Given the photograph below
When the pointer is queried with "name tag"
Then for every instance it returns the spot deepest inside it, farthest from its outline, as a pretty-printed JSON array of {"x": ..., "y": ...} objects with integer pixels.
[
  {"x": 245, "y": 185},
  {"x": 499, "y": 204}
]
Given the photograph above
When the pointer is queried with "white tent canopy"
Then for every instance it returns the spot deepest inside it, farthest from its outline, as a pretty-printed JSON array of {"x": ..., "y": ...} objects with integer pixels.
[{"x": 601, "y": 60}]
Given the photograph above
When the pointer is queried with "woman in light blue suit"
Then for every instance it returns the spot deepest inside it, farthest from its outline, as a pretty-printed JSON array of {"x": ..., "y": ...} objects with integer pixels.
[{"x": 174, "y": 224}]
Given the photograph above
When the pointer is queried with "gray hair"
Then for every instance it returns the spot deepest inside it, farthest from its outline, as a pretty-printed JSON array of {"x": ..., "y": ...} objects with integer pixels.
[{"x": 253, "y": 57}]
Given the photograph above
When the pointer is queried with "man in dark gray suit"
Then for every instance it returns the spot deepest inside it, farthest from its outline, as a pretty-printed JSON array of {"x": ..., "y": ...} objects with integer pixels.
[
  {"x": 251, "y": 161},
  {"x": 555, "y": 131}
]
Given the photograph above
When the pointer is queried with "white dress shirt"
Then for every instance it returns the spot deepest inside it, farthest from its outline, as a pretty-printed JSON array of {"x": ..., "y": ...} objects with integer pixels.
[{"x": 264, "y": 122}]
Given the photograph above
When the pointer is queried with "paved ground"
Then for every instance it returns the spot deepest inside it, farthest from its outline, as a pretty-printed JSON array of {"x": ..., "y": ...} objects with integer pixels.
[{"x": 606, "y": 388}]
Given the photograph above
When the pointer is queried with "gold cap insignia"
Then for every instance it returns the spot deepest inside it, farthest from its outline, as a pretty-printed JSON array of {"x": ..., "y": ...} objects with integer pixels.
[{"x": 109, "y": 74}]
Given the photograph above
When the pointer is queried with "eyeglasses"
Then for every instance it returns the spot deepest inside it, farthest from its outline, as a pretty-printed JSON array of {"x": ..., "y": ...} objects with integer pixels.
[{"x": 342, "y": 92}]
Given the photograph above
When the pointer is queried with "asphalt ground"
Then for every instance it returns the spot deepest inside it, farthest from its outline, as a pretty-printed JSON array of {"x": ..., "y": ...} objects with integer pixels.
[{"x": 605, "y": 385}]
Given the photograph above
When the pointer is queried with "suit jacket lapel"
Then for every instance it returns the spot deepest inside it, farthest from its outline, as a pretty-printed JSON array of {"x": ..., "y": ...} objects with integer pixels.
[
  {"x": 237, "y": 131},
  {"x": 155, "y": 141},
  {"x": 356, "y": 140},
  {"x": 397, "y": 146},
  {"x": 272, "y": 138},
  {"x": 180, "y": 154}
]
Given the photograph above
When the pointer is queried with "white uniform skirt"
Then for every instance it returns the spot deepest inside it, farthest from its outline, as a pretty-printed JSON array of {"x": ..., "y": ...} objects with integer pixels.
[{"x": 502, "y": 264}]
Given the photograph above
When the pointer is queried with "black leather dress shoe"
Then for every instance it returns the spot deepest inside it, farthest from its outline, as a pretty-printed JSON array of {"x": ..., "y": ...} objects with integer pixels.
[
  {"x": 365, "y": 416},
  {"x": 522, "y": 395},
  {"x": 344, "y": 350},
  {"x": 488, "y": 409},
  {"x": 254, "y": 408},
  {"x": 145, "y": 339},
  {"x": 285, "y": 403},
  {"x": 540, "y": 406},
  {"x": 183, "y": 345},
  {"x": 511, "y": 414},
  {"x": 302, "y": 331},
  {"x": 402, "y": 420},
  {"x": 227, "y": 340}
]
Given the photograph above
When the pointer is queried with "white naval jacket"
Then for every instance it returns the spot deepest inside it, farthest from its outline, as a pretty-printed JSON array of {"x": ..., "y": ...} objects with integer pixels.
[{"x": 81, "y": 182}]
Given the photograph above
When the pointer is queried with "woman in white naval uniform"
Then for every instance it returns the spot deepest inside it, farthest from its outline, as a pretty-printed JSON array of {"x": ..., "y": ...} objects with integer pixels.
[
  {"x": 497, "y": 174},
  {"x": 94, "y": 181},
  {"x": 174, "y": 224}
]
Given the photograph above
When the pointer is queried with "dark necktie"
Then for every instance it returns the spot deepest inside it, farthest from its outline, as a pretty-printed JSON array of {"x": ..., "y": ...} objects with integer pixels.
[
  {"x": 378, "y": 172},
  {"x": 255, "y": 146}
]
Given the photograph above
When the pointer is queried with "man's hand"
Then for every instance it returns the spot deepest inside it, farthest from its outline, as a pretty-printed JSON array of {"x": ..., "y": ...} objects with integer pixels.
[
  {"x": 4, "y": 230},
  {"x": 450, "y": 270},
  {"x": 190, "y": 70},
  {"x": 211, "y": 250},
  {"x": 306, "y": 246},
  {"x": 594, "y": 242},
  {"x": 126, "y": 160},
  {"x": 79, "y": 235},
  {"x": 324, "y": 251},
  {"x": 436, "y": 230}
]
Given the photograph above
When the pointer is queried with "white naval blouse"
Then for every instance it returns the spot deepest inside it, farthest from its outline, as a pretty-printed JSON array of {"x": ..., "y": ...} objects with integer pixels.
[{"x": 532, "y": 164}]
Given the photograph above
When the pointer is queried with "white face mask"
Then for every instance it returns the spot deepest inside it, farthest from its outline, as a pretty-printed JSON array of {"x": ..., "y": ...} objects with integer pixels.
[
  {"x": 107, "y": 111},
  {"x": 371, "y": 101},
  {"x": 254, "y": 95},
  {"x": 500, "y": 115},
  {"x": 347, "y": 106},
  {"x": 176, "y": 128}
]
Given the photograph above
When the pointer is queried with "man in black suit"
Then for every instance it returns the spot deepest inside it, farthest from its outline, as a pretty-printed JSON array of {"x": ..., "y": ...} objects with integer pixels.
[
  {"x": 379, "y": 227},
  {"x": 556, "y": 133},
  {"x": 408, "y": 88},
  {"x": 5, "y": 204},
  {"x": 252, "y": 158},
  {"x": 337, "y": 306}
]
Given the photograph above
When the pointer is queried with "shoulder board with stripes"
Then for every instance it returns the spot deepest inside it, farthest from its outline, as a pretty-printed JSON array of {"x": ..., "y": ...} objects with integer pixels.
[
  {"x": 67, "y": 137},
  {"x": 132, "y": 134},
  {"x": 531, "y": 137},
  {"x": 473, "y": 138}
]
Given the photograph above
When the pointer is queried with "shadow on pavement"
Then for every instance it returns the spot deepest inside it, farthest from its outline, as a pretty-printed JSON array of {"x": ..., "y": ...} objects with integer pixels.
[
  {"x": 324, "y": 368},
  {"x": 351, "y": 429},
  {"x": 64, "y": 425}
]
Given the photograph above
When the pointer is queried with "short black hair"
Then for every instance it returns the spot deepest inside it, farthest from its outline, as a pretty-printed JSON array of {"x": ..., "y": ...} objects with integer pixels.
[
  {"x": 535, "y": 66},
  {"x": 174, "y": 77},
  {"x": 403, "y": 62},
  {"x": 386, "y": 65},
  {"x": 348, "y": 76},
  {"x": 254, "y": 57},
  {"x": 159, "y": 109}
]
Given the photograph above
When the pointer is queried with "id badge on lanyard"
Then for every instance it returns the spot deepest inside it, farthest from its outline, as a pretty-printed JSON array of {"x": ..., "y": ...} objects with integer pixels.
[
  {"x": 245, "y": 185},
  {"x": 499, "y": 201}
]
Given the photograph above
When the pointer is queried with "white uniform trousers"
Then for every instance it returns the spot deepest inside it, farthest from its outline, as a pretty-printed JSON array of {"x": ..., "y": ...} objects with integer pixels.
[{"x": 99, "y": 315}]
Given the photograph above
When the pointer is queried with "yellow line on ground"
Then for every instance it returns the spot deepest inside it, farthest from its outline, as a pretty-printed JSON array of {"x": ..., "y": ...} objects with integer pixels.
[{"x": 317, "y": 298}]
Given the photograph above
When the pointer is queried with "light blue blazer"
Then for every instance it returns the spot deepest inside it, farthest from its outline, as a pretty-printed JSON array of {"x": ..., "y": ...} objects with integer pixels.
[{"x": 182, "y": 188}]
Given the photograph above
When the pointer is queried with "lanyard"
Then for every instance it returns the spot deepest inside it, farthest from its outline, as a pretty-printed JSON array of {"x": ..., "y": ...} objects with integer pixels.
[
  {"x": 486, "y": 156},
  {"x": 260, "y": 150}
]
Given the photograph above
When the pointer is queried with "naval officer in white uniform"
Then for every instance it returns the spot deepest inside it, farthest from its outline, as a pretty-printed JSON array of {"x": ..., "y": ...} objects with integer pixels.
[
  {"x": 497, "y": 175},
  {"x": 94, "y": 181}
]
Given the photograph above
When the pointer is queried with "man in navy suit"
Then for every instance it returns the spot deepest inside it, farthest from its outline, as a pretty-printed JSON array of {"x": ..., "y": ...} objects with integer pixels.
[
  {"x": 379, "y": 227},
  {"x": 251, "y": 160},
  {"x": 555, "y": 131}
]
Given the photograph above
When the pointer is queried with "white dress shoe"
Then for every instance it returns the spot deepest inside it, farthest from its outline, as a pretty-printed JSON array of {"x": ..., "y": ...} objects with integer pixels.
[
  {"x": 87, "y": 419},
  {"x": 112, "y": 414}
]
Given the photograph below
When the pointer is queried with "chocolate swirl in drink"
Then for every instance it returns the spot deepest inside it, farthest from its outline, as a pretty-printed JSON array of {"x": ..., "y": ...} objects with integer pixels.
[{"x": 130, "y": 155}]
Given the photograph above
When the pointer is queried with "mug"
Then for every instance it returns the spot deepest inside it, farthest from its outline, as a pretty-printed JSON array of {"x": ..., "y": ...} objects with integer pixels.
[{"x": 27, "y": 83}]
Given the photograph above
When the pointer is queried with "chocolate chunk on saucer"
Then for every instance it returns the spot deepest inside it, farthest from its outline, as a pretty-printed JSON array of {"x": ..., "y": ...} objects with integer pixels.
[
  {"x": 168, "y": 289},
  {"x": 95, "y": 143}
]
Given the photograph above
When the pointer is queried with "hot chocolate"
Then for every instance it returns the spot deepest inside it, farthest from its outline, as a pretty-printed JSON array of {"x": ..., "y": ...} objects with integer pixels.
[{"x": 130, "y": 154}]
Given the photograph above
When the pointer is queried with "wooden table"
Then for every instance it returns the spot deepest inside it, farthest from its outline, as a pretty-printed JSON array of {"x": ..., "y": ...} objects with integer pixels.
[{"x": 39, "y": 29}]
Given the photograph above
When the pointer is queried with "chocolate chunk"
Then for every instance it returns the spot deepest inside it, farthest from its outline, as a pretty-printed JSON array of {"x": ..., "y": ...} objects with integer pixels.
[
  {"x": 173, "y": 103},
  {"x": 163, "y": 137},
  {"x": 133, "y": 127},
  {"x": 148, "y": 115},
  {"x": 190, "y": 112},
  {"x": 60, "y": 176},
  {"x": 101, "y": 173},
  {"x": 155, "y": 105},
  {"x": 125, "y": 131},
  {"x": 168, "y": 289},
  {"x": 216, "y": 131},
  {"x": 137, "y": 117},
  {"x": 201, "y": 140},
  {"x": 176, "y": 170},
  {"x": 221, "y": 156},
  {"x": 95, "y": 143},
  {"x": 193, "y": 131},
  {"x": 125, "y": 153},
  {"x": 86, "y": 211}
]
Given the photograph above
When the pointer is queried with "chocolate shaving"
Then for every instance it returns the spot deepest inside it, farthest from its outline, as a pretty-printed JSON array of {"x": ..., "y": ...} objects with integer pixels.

◆ ◆ ◆ ◆ ◆

Problem to work on:
Display each line above that contains the string "jacket", treating uppercase and lowercase as distinct.

Exercise solution:
When the pointer is queried with "suit jacket lapel"
When the pointer is queried with "white naval jacket"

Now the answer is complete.